**WHAT YOU HAVE TO DO**
Write out all of the material below word for word, omitting the pictures.

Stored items
----
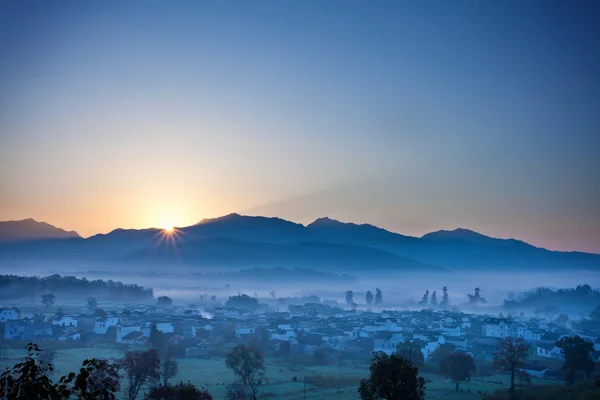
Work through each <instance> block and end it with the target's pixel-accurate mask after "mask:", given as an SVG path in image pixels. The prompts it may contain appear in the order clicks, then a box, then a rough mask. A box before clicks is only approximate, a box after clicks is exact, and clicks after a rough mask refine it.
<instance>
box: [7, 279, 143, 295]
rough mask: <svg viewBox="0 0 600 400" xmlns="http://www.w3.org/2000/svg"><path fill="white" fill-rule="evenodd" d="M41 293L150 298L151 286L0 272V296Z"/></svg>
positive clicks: (31, 294)
mask: <svg viewBox="0 0 600 400" xmlns="http://www.w3.org/2000/svg"><path fill="white" fill-rule="evenodd" d="M43 293H68V294H69V295H73V296H82V297H83V296H88V295H92V296H97V297H103V298H111V299H114V298H117V299H147V298H152V296H153V292H152V289H150V288H144V287H143V286H138V285H135V284H124V283H122V282H114V281H112V280H108V281H103V280H100V279H98V280H92V281H89V280H87V279H86V278H81V279H80V278H76V277H74V276H61V275H58V274H54V275H50V276H47V277H36V276H18V275H0V297H1V298H13V299H14V298H35V297H36V296H39V295H41V294H43Z"/></svg>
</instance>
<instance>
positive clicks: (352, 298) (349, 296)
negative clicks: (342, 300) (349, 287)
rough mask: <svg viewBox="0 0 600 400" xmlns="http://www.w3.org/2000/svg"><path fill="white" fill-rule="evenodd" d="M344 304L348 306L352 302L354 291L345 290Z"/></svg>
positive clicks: (353, 303) (349, 304)
mask: <svg viewBox="0 0 600 400" xmlns="http://www.w3.org/2000/svg"><path fill="white" fill-rule="evenodd" d="M346 304H348V305H349V306H351V305H352V304H354V292H353V291H352V290H348V291H346Z"/></svg>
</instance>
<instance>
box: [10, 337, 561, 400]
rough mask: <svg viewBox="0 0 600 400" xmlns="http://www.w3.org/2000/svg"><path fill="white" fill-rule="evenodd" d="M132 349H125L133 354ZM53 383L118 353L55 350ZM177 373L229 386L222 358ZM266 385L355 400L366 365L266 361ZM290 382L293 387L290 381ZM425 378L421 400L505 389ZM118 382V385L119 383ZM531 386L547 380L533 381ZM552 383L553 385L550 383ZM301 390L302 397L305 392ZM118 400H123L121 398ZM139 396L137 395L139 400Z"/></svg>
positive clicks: (118, 357) (116, 358)
mask: <svg viewBox="0 0 600 400" xmlns="http://www.w3.org/2000/svg"><path fill="white" fill-rule="evenodd" d="M133 349H134V347H130V350H133ZM55 354H56V355H55V360H54V365H55V369H56V371H55V374H54V377H55V378H59V377H60V376H62V375H66V374H68V373H69V372H72V371H73V372H75V371H77V370H78V369H79V368H80V367H81V363H82V361H83V360H85V359H86V358H105V359H108V360H116V359H119V358H121V357H122V356H123V351H122V349H120V348H118V347H116V346H114V345H108V344H107V345H97V346H93V347H85V348H73V349H60V350H57V351H56V353H55ZM24 355H25V351H24V350H20V349H15V350H14V351H13V350H11V351H10V352H9V354H8V356H9V359H7V360H0V368H2V369H4V368H5V367H7V366H12V365H14V364H15V363H16V362H18V361H19V358H20V357H23V356H24ZM178 361H179V372H178V374H177V375H176V376H175V377H174V378H173V379H172V381H173V382H179V381H184V382H188V381H189V382H191V383H193V384H195V385H196V386H204V387H206V389H208V390H209V392H210V393H211V394H212V395H213V396H214V398H215V399H224V397H225V386H226V385H227V384H229V383H231V382H233V381H234V379H235V377H234V375H233V373H232V372H231V371H230V370H228V369H227V368H226V367H225V359H224V358H211V359H195V358H184V359H179V360H178ZM266 364H267V374H266V376H267V378H268V381H267V384H266V385H265V386H264V387H263V388H262V392H263V393H265V394H267V395H268V398H271V399H290V400H296V399H303V398H307V399H317V400H321V399H322V400H328V399H331V400H342V399H344V400H345V399H348V400H353V399H358V395H357V392H356V388H357V387H358V383H359V382H360V379H362V378H364V377H366V376H367V375H368V364H367V363H363V364H357V365H356V366H354V365H342V366H316V367H301V366H293V365H289V364H286V363H281V362H275V361H272V360H266ZM305 376H306V377H312V378H313V379H314V377H321V378H320V381H318V383H317V384H310V383H309V384H307V385H306V387H305V384H304V382H303V380H304V377H305ZM294 377H295V378H296V380H297V381H296V382H294V381H293V379H294ZM423 377H424V378H425V379H426V398H427V400H434V399H444V400H476V399H481V397H482V392H493V391H494V390H497V389H503V388H504V389H505V388H507V387H508V384H509V381H508V376H506V375H497V376H491V377H486V378H475V379H473V381H471V382H467V383H462V384H461V386H460V387H461V389H462V390H463V391H462V392H456V391H454V384H453V383H452V382H450V381H447V380H445V379H444V378H443V377H440V376H438V375H433V374H423ZM123 383H124V382H123ZM534 383H536V384H543V383H548V381H541V380H535V379H534ZM553 384H556V383H553ZM305 389H306V392H305ZM119 397H120V398H124V393H121V394H120V396H119ZM141 397H142V396H140V399H141Z"/></svg>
----
**ANSWER SECTION**
Work through each <instance> block and end it with the target's pixel-accurate mask after "mask:", given as an SVG path in image pixels. The prompts it may contain appear in the order clicks, then a box, then a rough mask. A box before clicks is only approximate, a box after clicks is exact, and clicks after a rough mask refine it.
<instance>
box: [7, 279, 143, 295]
rough mask: <svg viewBox="0 0 600 400" xmlns="http://www.w3.org/2000/svg"><path fill="white" fill-rule="evenodd" d="M41 293L150 298L151 286L0 272V296Z"/></svg>
positive clicks: (31, 294)
mask: <svg viewBox="0 0 600 400" xmlns="http://www.w3.org/2000/svg"><path fill="white" fill-rule="evenodd" d="M43 293H68V294H69V295H73V296H82V297H83V296H88V295H92V296H97V297H103V298H111V299H114V298H117V299H147V298H152V296H153V292H152V289H150V288H144V287H143V286H138V285H135V284H124V283H122V282H114V281H112V280H108V281H103V280H100V279H98V280H92V281H89V280H87V279H86V278H81V279H80V278H76V277H74V276H61V275H58V274H54V275H50V276H47V277H36V276H18V275H0V297H1V298H13V299H14V298H35V297H36V296H39V295H41V294H43Z"/></svg>
</instance>
<instance>
positive clicks: (352, 298) (349, 296)
negative clicks: (342, 300) (349, 287)
rough mask: <svg viewBox="0 0 600 400" xmlns="http://www.w3.org/2000/svg"><path fill="white" fill-rule="evenodd" d="M344 304L348 306L352 302L354 291L345 290Z"/></svg>
positive clicks: (353, 303) (349, 304)
mask: <svg viewBox="0 0 600 400" xmlns="http://www.w3.org/2000/svg"><path fill="white" fill-rule="evenodd" d="M346 304H348V305H349V306H351V305H352V304H354V292H353V291H352V290H348V291H346Z"/></svg>
</instance>
<instance>
box: [10, 337, 561, 400]
rough mask: <svg viewBox="0 0 600 400" xmlns="http://www.w3.org/2000/svg"><path fill="white" fill-rule="evenodd" d="M132 349H125L133 354ZM53 383L118 353L55 350ZM177 373L229 386L222 358ZM266 385L355 400L366 365L266 361ZM290 382L293 387L290 381ZM425 378L421 400L505 389ZM118 382V385L119 383ZM531 386L547 380L533 381ZM552 383L553 385L550 383ZM301 390L302 397L305 392ZM118 400H123L121 398ZM139 396L137 395L139 400Z"/></svg>
positive clicks: (118, 357) (116, 358)
mask: <svg viewBox="0 0 600 400" xmlns="http://www.w3.org/2000/svg"><path fill="white" fill-rule="evenodd" d="M133 349H134V347H130V350H133ZM55 354H56V355H55V360H54V365H55V369H56V371H55V374H54V377H55V378H59V377H60V376H62V375H66V374H68V373H69V372H72V371H73V372H75V371H77V370H78V369H79V368H80V367H81V363H82V361H83V360H85V359H86V358H105V359H108V360H116V359H119V358H121V357H122V356H123V351H122V349H120V348H118V347H116V346H114V345H108V344H107V345H97V346H93V347H85V348H73V349H60V350H57V351H56V353H55ZM24 355H25V351H24V350H20V349H15V350H14V351H13V350H11V351H10V352H9V354H8V356H9V359H7V360H0V368H2V369H4V368H5V367H7V366H12V365H14V364H15V363H16V362H18V361H19V358H20V357H23V356H24ZM178 361H179V372H178V374H177V375H176V376H175V377H174V378H173V379H172V381H173V382H179V381H184V382H188V381H189V382H191V383H193V384H195V385H196V386H204V387H206V389H208V390H209V392H210V393H211V394H212V395H213V396H214V398H215V399H224V397H225V386H226V385H227V384H229V383H231V382H233V381H234V379H235V377H234V375H233V373H232V372H231V371H230V370H228V369H227V368H226V367H225V359H224V358H211V359H195V358H184V359H179V360H178ZM266 364H267V374H266V376H267V378H268V381H267V384H266V385H265V386H264V387H263V388H262V392H263V393H265V394H267V395H268V398H271V399H290V400H296V399H303V398H307V399H317V400H321V399H322V400H328V399H331V400H342V399H344V400H345V399H348V400H353V399H358V395H357V392H356V388H357V387H358V383H359V382H360V379H362V378H364V377H366V376H367V375H368V364H367V363H363V364H357V365H356V366H354V365H342V366H316V367H301V366H293V365H289V364H286V363H281V362H275V361H272V360H266ZM305 376H306V377H312V378H313V379H314V377H321V378H320V381H318V383H317V384H310V383H309V384H307V385H306V387H305V384H304V382H303V380H304V377H305ZM294 377H295V378H296V380H297V381H296V382H294V381H293V379H294ZM423 377H424V378H425V379H426V398H427V400H434V399H444V400H476V399H481V397H482V392H493V391H494V390H497V389H503V388H504V389H505V388H507V387H508V384H509V381H508V376H506V375H497V376H491V377H486V378H475V379H473V381H471V382H467V383H462V384H461V386H460V387H461V389H462V390H463V391H462V392H456V391H454V384H453V383H452V382H450V381H447V380H445V379H444V378H443V377H440V376H438V375H433V374H423ZM123 383H124V382H123ZM534 383H536V384H543V383H548V381H541V380H535V379H534ZM553 384H556V383H553ZM305 389H306V392H305ZM119 397H120V398H124V393H121V394H120V396H119ZM141 397H142V396H140V399H141Z"/></svg>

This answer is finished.